*Brief A:* From the listing below, pull out every line that contains the word "crown". Case counts.

*Extract provided:*
——————————

Prepare yourself for a spectacular month with our selection of the best events, exhibitions and things to do in London during August 2024

August in London is here and there are plenty of reasons to be excited about it. But, the main one? Notting Hill Carnival is back again, taking over the streets of west London for the bank holiday weekend.

When you’re not having a riotous time dancing to tinnitus-inducing dance hall with a pocket full of Red Stripe, there are plenty of other ways to get your fill of live music this month. All Points East, Field Day, Body Movements and Boiler Room Festival will all be pitching their tents and blasting music across various parks in London. UK Black Pride is also back this year with its ‘biggest and boldest’ event yet. 

Fill your peepers up with even more culture as big fixtures on the summer arts and theatre scene like Greenwich + Docklands International Festival come back for another year of experimental fun.

Before September hits, let’s hope there’s enough sun for a London lido swim, lazy days in the city’s parks, beer-garden pints, outdoor-cinema sessions and all the other alfresco pleasures that summer in London has to offer.

August is a month for long holidays, a time for winding down, lying around and discovering that mint Cornettos are just as delicious as you remember. But it’s also a time for making memories, so make the most of your days off with the help of this Big List of things to do in August in London 2024.

1. Dance in the W11 streets at Notting Hill Carnival

Dance in the W11 streets at Notting Hill Carnival
🎸 Music📌 Notting Hill

For a lot of Londoners, Notting Hill Carnival on the August Bank Holiday Weekend flashes by in a blaze of feathers, Red Stripe and tinnitus. To those who make it happen, it’s a year-round operation to create one of the biggest and oldest street parties in the world. This Carnival weekend, it’s expected that more than two million people will flock to west London to dance in the streets of W11. It’s free to join family day on the Sunday and the Monday which is for the hard partiers. It’s a celebration of freedom and Caribbean culture, with an iconic parade showcasing the best of mas, soca, calypso, steel bands and soundsystems. What are you waiting for?

——————————

*Brief B:* Transcribe the London August events guide above word for word, between "Fill your peepers" and "has to offer.", inclusive.

*Data section:*
——————————

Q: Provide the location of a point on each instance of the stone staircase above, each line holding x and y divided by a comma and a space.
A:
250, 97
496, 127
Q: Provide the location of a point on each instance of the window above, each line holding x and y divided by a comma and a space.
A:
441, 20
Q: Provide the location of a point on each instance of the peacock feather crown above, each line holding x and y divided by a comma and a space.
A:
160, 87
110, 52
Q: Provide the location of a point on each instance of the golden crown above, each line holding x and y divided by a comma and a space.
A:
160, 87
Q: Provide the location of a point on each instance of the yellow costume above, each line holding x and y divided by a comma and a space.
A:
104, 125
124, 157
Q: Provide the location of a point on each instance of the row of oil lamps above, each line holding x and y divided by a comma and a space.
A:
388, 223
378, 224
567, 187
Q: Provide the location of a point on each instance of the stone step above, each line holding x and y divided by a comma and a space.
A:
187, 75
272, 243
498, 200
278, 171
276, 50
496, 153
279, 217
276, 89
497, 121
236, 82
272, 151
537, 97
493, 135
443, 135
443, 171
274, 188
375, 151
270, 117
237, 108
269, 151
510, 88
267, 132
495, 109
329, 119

——————————

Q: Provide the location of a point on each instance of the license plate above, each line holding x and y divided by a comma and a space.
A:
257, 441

——————————

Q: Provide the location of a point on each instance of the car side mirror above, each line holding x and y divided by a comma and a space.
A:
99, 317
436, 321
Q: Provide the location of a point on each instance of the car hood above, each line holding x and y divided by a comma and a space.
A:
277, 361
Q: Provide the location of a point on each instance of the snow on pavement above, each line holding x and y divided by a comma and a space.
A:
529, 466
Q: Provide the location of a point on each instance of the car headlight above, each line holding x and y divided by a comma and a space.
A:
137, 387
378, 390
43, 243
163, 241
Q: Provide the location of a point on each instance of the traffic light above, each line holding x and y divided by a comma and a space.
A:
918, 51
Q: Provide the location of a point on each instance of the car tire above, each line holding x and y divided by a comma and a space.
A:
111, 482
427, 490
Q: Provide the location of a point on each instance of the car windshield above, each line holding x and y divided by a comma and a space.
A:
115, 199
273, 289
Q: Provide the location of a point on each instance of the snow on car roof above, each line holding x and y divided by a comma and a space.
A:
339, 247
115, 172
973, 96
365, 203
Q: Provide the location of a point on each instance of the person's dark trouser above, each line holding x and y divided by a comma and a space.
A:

——————————

*Finished answer A:*
Q: Provide the location of a point on each instance of the peacock feather crown above, each line holding x and y divided by a comma and a space.
Q: Provide the location of a point on each instance of the golden crown above, each line holding x and y divided by a comma and a space.

*Finished answer B:*
Fill your peepers up with even more culture as big fixtures on the summer arts and theatre scene like Greenwich + Docklands International Festival come back for another year of experimental fun.

Before September hits, let’s hope there’s enough sun for a London lido swim, lazy days in the city’s parks, beer-garden pints, outdoor-cinema sessions and all the other alfresco pleasures that summer in London has to offer.